Tâches à réaliser:
a) Réécrivez le passage de l'entretien avec Mao Zedong compris entre « Les correspondants : Permettez-nous » et « sur votre liste. », bornes incluses, en remplaçant « journal » par « quotidien ».
b) Rédigez la suite de l'entretien accordé par Mao Zedong aux correspondants, à partir de la dernière phrase du document.

Mao Zedong
Entretien avec trois correspondants de l’agence centrale d’information et des journaux Saotangpao et Sinminpao1
16 septembre 1939

Les correspondants : Permettez-nous de vous poser quelques questions. Nous avons lu aujourd’hui dans le journal Sintchonghouapao vos déclarations du 1er septembre. Certains problèmes ont été abordés, mais il en est d’autres sur lesquels nous voudrions avoir quelques éclaircissements. Nous avons formulé nos questions par écrit, elles se divisent en trois parties ; nous serions heureux de connaître votre opinion sur chacune d’elles.

Mao Zedong : Je les examinerai dans l’ordre où elles figurent sur votre liste.

Vous demandez si la Guerre de Résistance en est déjà arrivée à l’étape de stabilisation. Je pense que oui, en un certain sens — en ce sens qu’il existe une nouvelle situation internationale, que les difficultés du Japon vont croissant et que la Chine se refuse catégoriquement à un compromis. Mais je n’exclus pas pour autant la possibilité que l’ennemi entreprenne encore des campagnes offensives relativement importantes ; il peut attaquer, par exemple, Pakhoï, Tchangcha et même Sian. Quand nous disons que la grande offensive stratégique de l’ennemi et notre retraite stratégique ont, dans un certain sens, pratiquement cessé, cela ne signifie nullement que toute possibilité d’offensive et de retraite soit écartée. La nouvelle étape, c’est en fait la préparation de la contre-offensive, et cette notion englobe tout. Autrement dit, à l’étape de stabilisation, la Chine doit préparer toutes les forces nécessaires à la future contre-offensive. Préparer la contre-offensive ne signifie pas la déclencher immédiatement ; il est impossible de la déclencher avant que la situation soit mûre. D’autant plus qu’il s’agit en l’occurrence d’une contre-offensive stratégique et non d’une contre-offensive de caractère opérationnel. Des contre-offensives d’ordre opérationnel, comme celles qui nous ont permis de repousser l’ennemi lors de ses campagnes de “nettoyage” dans le sud-est du Chansi, sont non seulement possibles, mais encore indispensables. Toutefois, le moment de la contre-offensive stratégique de grand style n’est pas encore venu, et nous nous trouvons actuellement dans une étape de préparation active en vue de cette vaste contre-offensive. A cette étape, il nous faut encore repousser un certain nombre de campagnes offensives que l’ennemi pourrait lancer de front contre nous.

Données:
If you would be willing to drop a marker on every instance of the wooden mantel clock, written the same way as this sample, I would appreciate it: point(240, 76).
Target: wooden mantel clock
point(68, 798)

---

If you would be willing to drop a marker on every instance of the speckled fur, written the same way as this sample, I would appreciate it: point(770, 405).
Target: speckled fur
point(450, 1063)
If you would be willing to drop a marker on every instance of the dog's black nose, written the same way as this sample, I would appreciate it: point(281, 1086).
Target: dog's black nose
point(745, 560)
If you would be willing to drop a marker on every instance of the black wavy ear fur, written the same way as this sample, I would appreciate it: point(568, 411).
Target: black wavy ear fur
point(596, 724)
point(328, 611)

---

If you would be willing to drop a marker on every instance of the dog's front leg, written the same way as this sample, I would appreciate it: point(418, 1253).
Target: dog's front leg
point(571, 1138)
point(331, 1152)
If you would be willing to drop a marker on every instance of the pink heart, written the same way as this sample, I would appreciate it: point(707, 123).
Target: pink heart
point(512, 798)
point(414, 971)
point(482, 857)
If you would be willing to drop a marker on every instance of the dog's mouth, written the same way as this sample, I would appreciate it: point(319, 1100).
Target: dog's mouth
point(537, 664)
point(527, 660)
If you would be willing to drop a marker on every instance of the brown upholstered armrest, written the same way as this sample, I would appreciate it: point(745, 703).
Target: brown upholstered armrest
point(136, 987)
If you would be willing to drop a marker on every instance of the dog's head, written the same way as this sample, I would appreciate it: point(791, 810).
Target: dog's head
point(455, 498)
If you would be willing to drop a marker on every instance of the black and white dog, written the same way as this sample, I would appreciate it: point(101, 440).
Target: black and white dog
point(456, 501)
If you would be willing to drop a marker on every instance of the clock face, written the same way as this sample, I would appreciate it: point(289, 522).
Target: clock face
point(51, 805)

Réponses attendues:
a)
Les correspondants : Permettez-nous de vous poser quelques questions. Nous avons lu aujourd’hui dans le quotidien Sintchonghouapao vos déclarations du 1er septembre. Certains problèmes ont été abordés, mais il en est d’autres sur lesquels nous voudrions avoir quelques éclaircissements. Nous avons formulé nos questions par écrit, elles se divisent en trois parties ; nous serions heureux de connaître votre opinion sur chacune d’elles.

Mao Zedong : Je les examinerai dans l’ordre où elles figurent sur votre liste.

b)
Si l’on considère séparément les tâches de la nouvelle étape, il nous faut, sur les arrières de l’ennemi, poursuivre avec ténacité la guerre de partisans, briser les campagnes de “nettoyage” de l’ennemi et faire échec à son agression économique ; sur la ligne de front, nous devons renforcer nos défenses militaires et repousser toute campagne offensive que pourrait déclencher l’adversaire ; sur notre grand arrière, l’essentiel est de poursuivre avec énergie les réformes politiques. Voilà concrètement en quoi consiste la préparation de la contre-offensive.

Si les réformes politiques à l’intérieur du pays sont d’une importance exceptionnelle, c’est qu’à l’heure actuelle l’ennemi mène surtout une offensive politique, ce qui nous oblige à renforcer tout particulièrement la résistance politique. En d’autres termes, il faut résoudre au plus tôt la question de la démocratie, car c’est la seule manière de renforcer notre résistance politique et de préparer nos forces militaires. Dans la Guerre de Résistance, la Chine doit compter essentiellement sur ses propres forces. Nous avons déjà préconisé ce principe dans le passé, mais il acquiert une importance encore plus grande dans la nouvelle conjoncture internationale. Or, l’essentiel dans ce principe, c’est la démocratie.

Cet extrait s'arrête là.